» Work required
Convert the records below into a numbered list, omitting blank lines and leaving out the pictures.

» Data shown
________________________________________
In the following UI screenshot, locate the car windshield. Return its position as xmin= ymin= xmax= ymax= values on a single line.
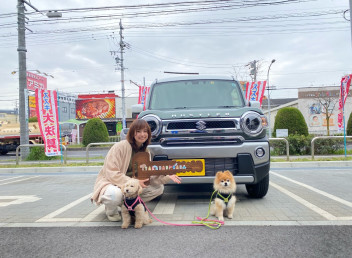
xmin=149 ymin=80 xmax=244 ymax=109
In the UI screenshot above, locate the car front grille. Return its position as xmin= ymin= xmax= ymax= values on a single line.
xmin=167 ymin=120 xmax=236 ymax=130
xmin=205 ymin=158 xmax=238 ymax=176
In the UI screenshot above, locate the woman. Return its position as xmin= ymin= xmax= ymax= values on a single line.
xmin=91 ymin=120 xmax=181 ymax=221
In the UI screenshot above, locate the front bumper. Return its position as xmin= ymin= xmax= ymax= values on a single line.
xmin=148 ymin=141 xmax=270 ymax=184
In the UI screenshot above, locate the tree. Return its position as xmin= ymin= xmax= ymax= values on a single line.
xmin=313 ymin=88 xmax=339 ymax=136
xmin=273 ymin=107 xmax=308 ymax=137
xmin=82 ymin=118 xmax=109 ymax=146
xmin=346 ymin=112 xmax=352 ymax=135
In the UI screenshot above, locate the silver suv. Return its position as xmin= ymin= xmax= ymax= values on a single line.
xmin=133 ymin=76 xmax=270 ymax=198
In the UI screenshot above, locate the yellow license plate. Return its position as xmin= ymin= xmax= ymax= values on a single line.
xmin=175 ymin=159 xmax=205 ymax=176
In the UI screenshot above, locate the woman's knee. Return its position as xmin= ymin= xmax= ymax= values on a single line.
xmin=101 ymin=185 xmax=123 ymax=206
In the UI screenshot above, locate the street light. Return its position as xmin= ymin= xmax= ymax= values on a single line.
xmin=266 ymin=59 xmax=275 ymax=138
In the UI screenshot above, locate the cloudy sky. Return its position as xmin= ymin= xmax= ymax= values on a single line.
xmin=0 ymin=0 xmax=352 ymax=109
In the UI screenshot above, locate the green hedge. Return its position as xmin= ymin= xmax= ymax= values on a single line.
xmin=270 ymin=135 xmax=343 ymax=156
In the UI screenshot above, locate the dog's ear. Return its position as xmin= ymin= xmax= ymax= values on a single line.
xmin=215 ymin=171 xmax=222 ymax=176
xmin=224 ymin=170 xmax=232 ymax=176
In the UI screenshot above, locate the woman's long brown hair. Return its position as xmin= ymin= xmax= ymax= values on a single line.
xmin=127 ymin=119 xmax=152 ymax=152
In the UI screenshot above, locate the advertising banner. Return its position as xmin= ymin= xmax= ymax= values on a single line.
xmin=27 ymin=72 xmax=47 ymax=91
xmin=246 ymin=81 xmax=266 ymax=106
xmin=138 ymin=86 xmax=150 ymax=110
xmin=337 ymin=74 xmax=352 ymax=131
xmin=35 ymin=89 xmax=61 ymax=156
xmin=76 ymin=98 xmax=116 ymax=119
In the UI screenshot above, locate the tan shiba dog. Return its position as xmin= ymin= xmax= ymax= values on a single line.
xmin=210 ymin=170 xmax=236 ymax=221
xmin=121 ymin=178 xmax=152 ymax=228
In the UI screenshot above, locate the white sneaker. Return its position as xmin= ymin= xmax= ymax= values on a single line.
xmin=106 ymin=213 xmax=121 ymax=221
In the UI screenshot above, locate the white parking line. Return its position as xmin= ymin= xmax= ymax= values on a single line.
xmin=36 ymin=193 xmax=92 ymax=222
xmin=0 ymin=176 xmax=23 ymax=182
xmin=270 ymin=171 xmax=352 ymax=210
xmin=270 ymin=182 xmax=336 ymax=220
xmin=153 ymin=194 xmax=177 ymax=214
xmin=0 ymin=176 xmax=39 ymax=185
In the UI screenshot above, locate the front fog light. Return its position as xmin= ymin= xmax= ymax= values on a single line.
xmin=255 ymin=147 xmax=265 ymax=158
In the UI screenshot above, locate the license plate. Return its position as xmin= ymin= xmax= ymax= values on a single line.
xmin=175 ymin=159 xmax=205 ymax=176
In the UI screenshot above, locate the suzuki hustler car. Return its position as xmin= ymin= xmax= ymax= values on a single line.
xmin=132 ymin=76 xmax=270 ymax=198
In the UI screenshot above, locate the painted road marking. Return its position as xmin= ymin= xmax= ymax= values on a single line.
________________________________________
» Full answer
1. In the following UI screenshot, locate the car windshield. Return its position as xmin= ymin= xmax= ymax= values on a single line.
2. xmin=149 ymin=80 xmax=244 ymax=109
3. In the UI screenshot above, locate the car front grille. Return its position as xmin= ymin= xmax= ymax= values on a single line.
4. xmin=167 ymin=120 xmax=236 ymax=130
5. xmin=205 ymin=158 xmax=238 ymax=176
6. In the UI screenshot above, locate the woman. Return its position as xmin= ymin= xmax= ymax= values on a single line.
7. xmin=91 ymin=120 xmax=181 ymax=221
8. In the UI screenshot above, locate the front bumper. Return its position as xmin= ymin= xmax= ymax= values on a single line.
9. xmin=148 ymin=141 xmax=270 ymax=184
10. In the UI screenshot above, locate the tree. Return its position as xmin= ymin= xmax= ymax= values on a single line.
11. xmin=313 ymin=88 xmax=339 ymax=136
12. xmin=273 ymin=107 xmax=308 ymax=137
13. xmin=82 ymin=118 xmax=109 ymax=146
14. xmin=346 ymin=112 xmax=352 ymax=135
15. In the UI screenshot above, locate the silver suv. Return its position as xmin= ymin= xmax= ymax= values on a single line.
16. xmin=133 ymin=76 xmax=270 ymax=198
17. In the UI screenshot above, locate the yellow license plate. Return its position as xmin= ymin= xmax= ymax= values on a single line.
18. xmin=175 ymin=159 xmax=205 ymax=176
19. In the UI screenshot above, locate the woman's knee. Return its position as xmin= ymin= xmax= ymax= values on a single line.
20. xmin=101 ymin=185 xmax=123 ymax=206
21. In the UI screenshot above, locate the street light. Return its position as xmin= ymin= xmax= ymax= values on a single line.
22. xmin=266 ymin=59 xmax=275 ymax=138
23. In the UI screenshot above, locate the cloudy sky. Return its position as xmin= ymin= xmax= ymax= values on a single line.
24. xmin=0 ymin=0 xmax=352 ymax=109
25. In the UI screenshot above, locate the green hedge. Return its position as xmin= ymin= xmax= ymax= values on a single line.
26. xmin=270 ymin=135 xmax=343 ymax=156
27. In the UI screenshot above, locate the dog's ear. Return its position as xmin= ymin= xmax= ymax= values on a single line.
28. xmin=215 ymin=171 xmax=222 ymax=176
29. xmin=224 ymin=170 xmax=232 ymax=176
30. In the UI screenshot above, locate the woman's long brown hair. Return its position as xmin= ymin= xmax= ymax= values on a single line.
31. xmin=127 ymin=119 xmax=152 ymax=152
32. In the UI screenshot above, locate the advertising banner. Return its position as xmin= ymin= xmax= ymax= values on a single line.
33. xmin=27 ymin=72 xmax=47 ymax=91
34. xmin=246 ymin=81 xmax=266 ymax=106
35. xmin=138 ymin=86 xmax=150 ymax=110
36. xmin=337 ymin=74 xmax=352 ymax=131
37. xmin=35 ymin=89 xmax=61 ymax=156
38. xmin=76 ymin=98 xmax=116 ymax=119
39. In the UI screenshot above, locate the tan shiba dog. Return its position as xmin= ymin= xmax= ymax= values on a single line.
40. xmin=210 ymin=170 xmax=236 ymax=221
41. xmin=121 ymin=178 xmax=152 ymax=228
42. In the UI screenshot above, locate the white sneaker. Return its position as xmin= ymin= xmax= ymax= values on a single line.
43. xmin=106 ymin=213 xmax=121 ymax=221
44. In the UI screenshot above, locate the white parking line. Return its position as xmin= ymin= xmax= ymax= values on a single line.
45. xmin=36 ymin=193 xmax=92 ymax=222
46. xmin=0 ymin=176 xmax=23 ymax=182
47. xmin=270 ymin=171 xmax=352 ymax=210
48. xmin=270 ymin=182 xmax=336 ymax=220
49. xmin=153 ymin=194 xmax=177 ymax=214
50. xmin=0 ymin=176 xmax=39 ymax=185
51. In the UI screenshot above, locate the front fog light. Return its position as xmin= ymin= xmax= ymax= values on a single line.
52. xmin=255 ymin=147 xmax=265 ymax=158
53. In the UI screenshot above, locate the license plate. Return its position as xmin= ymin= xmax= ymax= values on a single line.
54. xmin=175 ymin=159 xmax=205 ymax=176
55. In the UI screenshot above, locate the suzuki hustler car. Return its position as xmin= ymin= xmax= ymax= values on a single line.
56. xmin=132 ymin=76 xmax=270 ymax=198
57. In the UI screenshot above, locate the painted road marking. Return its position as xmin= ymin= xmax= ymax= values on a single line.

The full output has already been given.